#### [Records]
--- Start ---

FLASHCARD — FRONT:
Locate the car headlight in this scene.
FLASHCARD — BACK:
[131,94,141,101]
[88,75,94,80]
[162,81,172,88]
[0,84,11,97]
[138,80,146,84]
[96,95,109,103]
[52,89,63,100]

--- End ---

#### [Instructions to follow]
Reproduce the material above line for line, including every heading and set of coordinates.

#### [Task output]
FLASHCARD — FRONT:
Locate the car headlight in this scene.
FLASHCARD — BACK:
[131,94,141,101]
[88,75,94,80]
[162,81,172,88]
[0,84,11,97]
[138,80,146,84]
[96,95,109,103]
[52,89,63,100]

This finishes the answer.